- **Records for this exercise**:

>>>

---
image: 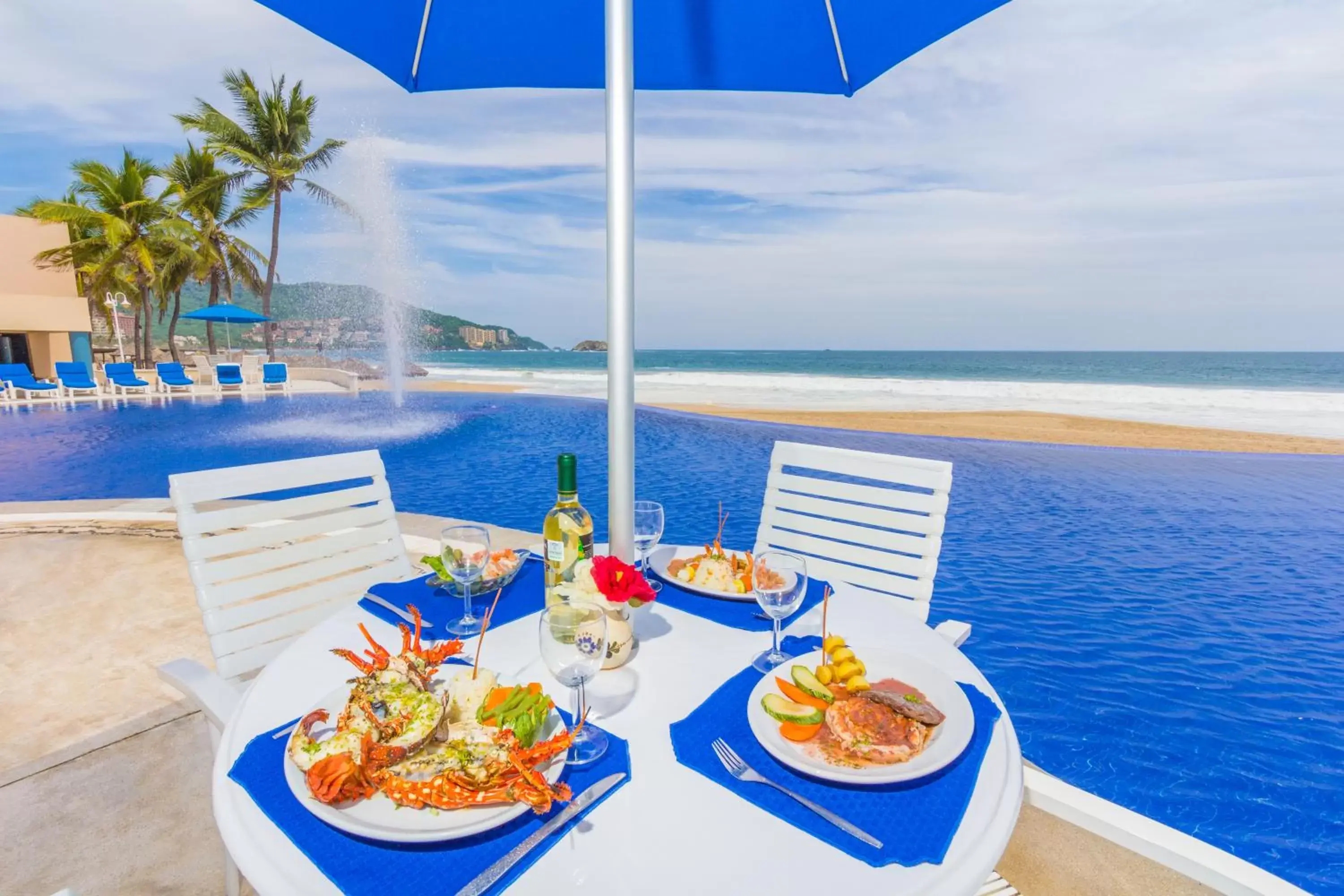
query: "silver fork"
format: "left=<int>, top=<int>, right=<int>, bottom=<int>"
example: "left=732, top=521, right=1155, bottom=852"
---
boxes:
left=710, top=737, right=882, bottom=849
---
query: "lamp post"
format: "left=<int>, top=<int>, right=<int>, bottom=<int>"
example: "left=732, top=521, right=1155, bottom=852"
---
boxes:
left=103, top=293, right=130, bottom=363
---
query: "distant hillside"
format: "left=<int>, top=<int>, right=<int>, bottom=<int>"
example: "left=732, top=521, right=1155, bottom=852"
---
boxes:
left=155, top=284, right=546, bottom=351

<<<

Reproduce all the records with "lamp post" switched to "streetlight" and everything else unchanged, omitting the pictures.

---
image: 
query: "silver fork"
format: "left=<int>, top=<int>, right=<int>, bottom=<int>"
example: "left=732, top=521, right=1155, bottom=852"
---
boxes:
left=710, top=737, right=882, bottom=849
---
query: "streetlight"
format: "left=<int>, top=<int>, right=<int>, bottom=<int>"
example: "left=732, top=521, right=1155, bottom=852"
---
boxes:
left=103, top=293, right=130, bottom=363
---
query: "distant hillside"
format: "left=<int>, top=<int>, right=<int>, bottom=<int>"
example: "left=732, top=521, right=1155, bottom=852"
---
boxes:
left=155, top=284, right=546, bottom=351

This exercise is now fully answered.